**** ページ抜粋 ****
「“誰が”ミスをしたのか?」ではミスの原因は分からない
トラブル発生の報を受け、リーダーが部下のミスの存在に気づいたとき、「誰が間違えたんだ!」「誰がやったんだ!」などの発言に至ることが少なくない。このように「“誰が”ミスをしたのか」を問う発言は、必ずしもトラブル再発の防止に有効なコミュニケーションとはいえない。たとえば、このような状況を設定してみよう。受注した商品の納品場所を誤り、顧客からクレームが入ったとする。このクレームの事実について部下から報告を受けた上席者は、思わず「誰が間違えたんだ!」と声を発してしまった。
この「誰が間違えたんだ!」という発言は、一般的に冷静な精神状態で発せられる言葉ではない。「失敗の原因を見つけるため」というよりも、リーダーの心の中に芽生えた「やり場のない怒りの感情をぶつけるため」に発せられるのが「誰が間違えたんだ!」という発言である。つまり、ミスの原因ではなく、ミスの原因となった部下を探し出そうとする、いわゆる“犯人探し”の発言といえる。
このような言葉を投げかけられた部下が、「ミスを無くそう」という“前向き”な気持ちになり、“好ましい行動”を起こすことは少ない。反対に「怒られたくない」などのマイナス感情を抱くことが多いため、ミスの内容が正しく報告されない、もしくは遅れるなど、部下の“好ましくない行動”を引き起こしやすい面がある。
****
### 練習課題 A
リストのうち、「If you could pin the hallway」を含む行から最後の行までを、一字も変えずに書き写すこと。
**** 記録一覧 ****
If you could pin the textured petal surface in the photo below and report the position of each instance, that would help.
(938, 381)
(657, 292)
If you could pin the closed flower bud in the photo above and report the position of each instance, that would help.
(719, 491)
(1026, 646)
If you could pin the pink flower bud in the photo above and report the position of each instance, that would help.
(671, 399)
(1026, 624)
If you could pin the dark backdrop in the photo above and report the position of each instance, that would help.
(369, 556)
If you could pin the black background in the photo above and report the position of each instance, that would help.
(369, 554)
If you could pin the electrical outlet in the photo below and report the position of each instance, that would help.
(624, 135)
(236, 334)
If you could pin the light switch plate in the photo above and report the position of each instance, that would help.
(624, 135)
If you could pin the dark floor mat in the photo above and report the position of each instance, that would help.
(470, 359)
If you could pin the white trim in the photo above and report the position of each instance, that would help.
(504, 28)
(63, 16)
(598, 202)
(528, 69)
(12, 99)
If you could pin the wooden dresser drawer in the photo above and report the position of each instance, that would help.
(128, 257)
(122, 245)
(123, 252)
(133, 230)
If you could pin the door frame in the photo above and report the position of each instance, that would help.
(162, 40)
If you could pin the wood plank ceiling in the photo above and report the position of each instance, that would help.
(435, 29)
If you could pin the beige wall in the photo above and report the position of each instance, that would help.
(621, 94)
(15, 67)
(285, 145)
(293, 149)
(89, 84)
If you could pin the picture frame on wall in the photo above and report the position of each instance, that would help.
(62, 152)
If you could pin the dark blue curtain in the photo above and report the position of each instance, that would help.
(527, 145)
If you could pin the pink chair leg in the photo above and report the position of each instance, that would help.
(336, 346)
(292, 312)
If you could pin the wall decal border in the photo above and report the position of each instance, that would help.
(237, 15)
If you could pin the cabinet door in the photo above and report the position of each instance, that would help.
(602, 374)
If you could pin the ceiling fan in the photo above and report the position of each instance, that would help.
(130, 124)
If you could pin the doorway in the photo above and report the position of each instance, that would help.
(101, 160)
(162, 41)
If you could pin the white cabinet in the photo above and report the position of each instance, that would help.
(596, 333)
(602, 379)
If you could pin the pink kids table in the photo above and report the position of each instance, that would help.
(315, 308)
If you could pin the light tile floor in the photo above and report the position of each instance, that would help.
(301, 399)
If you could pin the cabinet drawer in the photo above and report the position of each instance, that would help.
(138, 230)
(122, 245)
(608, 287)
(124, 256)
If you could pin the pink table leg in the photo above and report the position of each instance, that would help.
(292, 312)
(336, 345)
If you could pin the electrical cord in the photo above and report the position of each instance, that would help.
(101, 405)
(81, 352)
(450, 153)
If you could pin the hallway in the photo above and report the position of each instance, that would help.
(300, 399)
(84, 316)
****
### 練習課題 B
本文の「この「誰が間違えたんだ!」という発言は」で始まる段落を、要点を残して箇条書きにまとめること。

### 模範解答 A
If you could pin the hallway in the photo above and report the position of each instance, that would help.
(300, 399)
(84, 316)

### 模範解答 B
- 「誰が間違えたんだ!」は、一般に冷静な精神状態で発せられる言葉ではない。
- 失敗の原因を見つけるためというより、リーダーの心に芽生えたやり場のない怒りをぶつけるために発せられる。
- つまり、ミスの原因ではなく、原因となった部下を探し出そうとする“犯人探し”の発言である。